Reproduce each of the items below word for word.

-- Start of RECORDED DATA --

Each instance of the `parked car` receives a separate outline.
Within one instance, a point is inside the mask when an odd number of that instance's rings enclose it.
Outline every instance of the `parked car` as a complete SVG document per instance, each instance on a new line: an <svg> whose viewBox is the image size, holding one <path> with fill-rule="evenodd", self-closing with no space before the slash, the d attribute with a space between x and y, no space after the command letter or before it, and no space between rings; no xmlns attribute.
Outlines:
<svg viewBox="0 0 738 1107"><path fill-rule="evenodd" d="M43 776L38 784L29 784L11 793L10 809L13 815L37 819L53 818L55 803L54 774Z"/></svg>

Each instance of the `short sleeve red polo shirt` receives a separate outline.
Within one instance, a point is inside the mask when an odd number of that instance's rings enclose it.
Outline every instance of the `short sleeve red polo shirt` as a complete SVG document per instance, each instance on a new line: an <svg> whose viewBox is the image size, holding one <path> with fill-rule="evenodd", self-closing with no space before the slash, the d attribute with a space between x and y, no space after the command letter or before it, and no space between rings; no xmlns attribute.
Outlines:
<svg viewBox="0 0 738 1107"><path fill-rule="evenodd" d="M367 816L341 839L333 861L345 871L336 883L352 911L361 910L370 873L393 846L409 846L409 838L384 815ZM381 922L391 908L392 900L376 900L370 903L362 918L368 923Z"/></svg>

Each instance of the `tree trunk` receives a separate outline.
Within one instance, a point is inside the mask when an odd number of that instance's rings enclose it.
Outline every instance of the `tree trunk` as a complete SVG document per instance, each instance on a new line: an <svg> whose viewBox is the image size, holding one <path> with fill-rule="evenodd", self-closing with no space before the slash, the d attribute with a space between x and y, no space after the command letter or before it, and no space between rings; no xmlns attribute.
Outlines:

-- End of RECORDED DATA --

- **PROBLEM SOLUTION**:
Each instance of the `parked car` receives a separate outline.
Within one instance, a point is inside the mask when an odd number of that instance's rings enclose it.
Outline every instance of the `parked car` as a complete SVG document per instance, each instance on a new line: an <svg> whose viewBox is the image size, holding one <path> with fill-rule="evenodd", self-closing with no space before the slash, the d attribute with a space between x and y, no space after the command letter or before it, and no space between rings; no xmlns attribute.
Outlines:
<svg viewBox="0 0 738 1107"><path fill-rule="evenodd" d="M43 776L38 784L29 784L11 793L10 809L13 815L37 819L53 818L55 803L54 774Z"/></svg>

Each instance of the `short sleeve red polo shirt` receives a separate outline.
Within one instance, a point is inside the mask when an odd number of that instance's rings enclose it.
Outline every instance of the `short sleeve red polo shirt` as a complete SVG document per instance, each instance on a new line: an <svg> whose viewBox is the image size, holding one <path> with fill-rule="evenodd", self-closing with no space before the slash, the d attribute with a space between x and y, no space after the command letter or before it, and no space between rings; no xmlns attribute.
Outlines:
<svg viewBox="0 0 738 1107"><path fill-rule="evenodd" d="M367 816L341 839L333 861L345 871L336 883L352 911L361 910L370 873L393 846L409 846L409 838L384 815ZM381 922L391 908L392 900L376 900L370 903L362 918L368 923Z"/></svg>

Each instance of the `tree trunk` receives a separate outline.
Within one instance, a point is inside the mask when an odd number of that instance's rings enclose it.
Outline every instance of the `tree trunk` as a complete SVG document per instance, each instance on a new line: an <svg> whose viewBox is the image size, holding one <path> with fill-rule="evenodd", self-closing with no space before the slash, the d attribute with a space between x and y, no space after the command letter or before it, and no space between rings; no xmlns attribute.
Outlines:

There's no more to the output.